* _SUPPLIED MATERIAL_:
○ ○ ○
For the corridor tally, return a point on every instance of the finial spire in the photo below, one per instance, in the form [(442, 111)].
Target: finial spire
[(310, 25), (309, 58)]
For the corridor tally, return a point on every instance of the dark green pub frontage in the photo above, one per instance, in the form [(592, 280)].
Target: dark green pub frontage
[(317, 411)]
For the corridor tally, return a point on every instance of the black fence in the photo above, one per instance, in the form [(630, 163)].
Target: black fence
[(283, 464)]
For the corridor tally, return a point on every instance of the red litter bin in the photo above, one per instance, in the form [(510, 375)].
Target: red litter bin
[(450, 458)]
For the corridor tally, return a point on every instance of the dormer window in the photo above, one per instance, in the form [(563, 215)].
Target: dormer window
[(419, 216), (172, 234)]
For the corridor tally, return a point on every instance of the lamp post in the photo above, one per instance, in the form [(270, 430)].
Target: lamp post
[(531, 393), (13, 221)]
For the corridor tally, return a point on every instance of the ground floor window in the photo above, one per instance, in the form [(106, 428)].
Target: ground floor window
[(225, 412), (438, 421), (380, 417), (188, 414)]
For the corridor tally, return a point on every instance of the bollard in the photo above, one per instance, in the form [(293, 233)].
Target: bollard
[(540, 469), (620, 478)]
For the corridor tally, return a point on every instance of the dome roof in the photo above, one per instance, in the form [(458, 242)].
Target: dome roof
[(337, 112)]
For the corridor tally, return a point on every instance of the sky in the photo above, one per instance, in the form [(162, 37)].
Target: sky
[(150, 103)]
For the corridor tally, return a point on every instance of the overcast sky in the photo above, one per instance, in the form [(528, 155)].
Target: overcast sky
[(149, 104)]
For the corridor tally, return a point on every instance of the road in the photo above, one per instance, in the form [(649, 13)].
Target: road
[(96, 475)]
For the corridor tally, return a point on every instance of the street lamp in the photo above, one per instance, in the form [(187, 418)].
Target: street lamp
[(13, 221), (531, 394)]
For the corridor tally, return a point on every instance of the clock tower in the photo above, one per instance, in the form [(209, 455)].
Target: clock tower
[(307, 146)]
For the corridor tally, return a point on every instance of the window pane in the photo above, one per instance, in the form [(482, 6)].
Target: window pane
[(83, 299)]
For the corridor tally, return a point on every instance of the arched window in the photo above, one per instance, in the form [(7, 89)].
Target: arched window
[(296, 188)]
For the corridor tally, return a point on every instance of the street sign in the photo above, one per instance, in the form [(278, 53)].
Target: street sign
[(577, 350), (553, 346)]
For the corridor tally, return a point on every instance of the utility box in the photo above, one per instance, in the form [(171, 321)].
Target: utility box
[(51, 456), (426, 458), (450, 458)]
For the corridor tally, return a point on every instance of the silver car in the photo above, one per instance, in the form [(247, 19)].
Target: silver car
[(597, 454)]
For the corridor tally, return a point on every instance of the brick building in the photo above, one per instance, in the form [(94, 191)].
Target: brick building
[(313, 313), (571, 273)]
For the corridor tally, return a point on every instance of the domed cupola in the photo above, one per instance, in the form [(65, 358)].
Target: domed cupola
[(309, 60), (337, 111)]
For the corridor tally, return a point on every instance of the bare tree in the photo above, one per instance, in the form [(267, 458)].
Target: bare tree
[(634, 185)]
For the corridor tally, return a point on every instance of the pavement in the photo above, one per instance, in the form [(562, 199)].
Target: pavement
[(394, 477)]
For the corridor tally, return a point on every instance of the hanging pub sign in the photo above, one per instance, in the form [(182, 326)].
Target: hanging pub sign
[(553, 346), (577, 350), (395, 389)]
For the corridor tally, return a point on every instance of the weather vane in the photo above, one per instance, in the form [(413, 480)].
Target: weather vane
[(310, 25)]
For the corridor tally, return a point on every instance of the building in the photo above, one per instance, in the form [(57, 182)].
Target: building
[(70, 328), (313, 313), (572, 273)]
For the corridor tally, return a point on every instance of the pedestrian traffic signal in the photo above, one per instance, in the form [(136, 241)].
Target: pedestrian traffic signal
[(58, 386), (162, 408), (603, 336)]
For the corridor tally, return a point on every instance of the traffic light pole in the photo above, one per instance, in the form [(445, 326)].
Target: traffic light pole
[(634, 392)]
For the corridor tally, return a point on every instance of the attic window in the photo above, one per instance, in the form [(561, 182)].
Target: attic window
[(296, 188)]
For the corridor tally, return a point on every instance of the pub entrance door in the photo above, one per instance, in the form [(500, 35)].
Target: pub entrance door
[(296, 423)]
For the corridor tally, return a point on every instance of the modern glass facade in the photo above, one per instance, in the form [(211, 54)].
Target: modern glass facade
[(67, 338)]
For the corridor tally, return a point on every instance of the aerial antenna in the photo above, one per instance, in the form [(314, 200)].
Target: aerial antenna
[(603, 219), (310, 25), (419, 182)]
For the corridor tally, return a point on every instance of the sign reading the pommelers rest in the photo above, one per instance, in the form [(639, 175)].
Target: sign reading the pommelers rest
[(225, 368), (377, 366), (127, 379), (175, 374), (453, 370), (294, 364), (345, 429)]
○ ○ ○
* _WHAT TO DO_:
Exactly as written, reproduce the lines of the data above from the first line through the line where "form [(106, 428)]." appears.

* _REPLY TO THE TASK_:
For the corridor tally, return a point on every instance of the finial spire in the photo below, one per instance, in the form [(442, 111)].
Target: finial spire
[(310, 25), (309, 58)]
For the corridor tally, return a point on every instance of the dark green pub frontage in the photo above, one per instance, in the form [(592, 280)].
Target: dark green pub frontage
[(317, 411)]
For the corridor tally, return a point on every instance of the black fence in the photo above, one per instance, in the form [(630, 163)].
Target: black fence
[(283, 464)]
For the corridor tally, return a point on every instance of the red litter bin in the photo above, one per instance, in the form [(510, 375)].
Target: red litter bin
[(450, 458)]
For the corridor tally, return a point on every instance of the dormer window in the photo above, one per instance, in the form [(563, 215)].
Target: dormer window
[(419, 216), (172, 234)]
For the corridor tally, return a point on every instance of the lamp post in the photo above, one per instance, in the form [(270, 430)].
Target: lamp post
[(531, 393), (13, 221)]
For the corridor tally, return a point on every instance of the ground floor window in the photo above, one per instance, in the form [(106, 428)].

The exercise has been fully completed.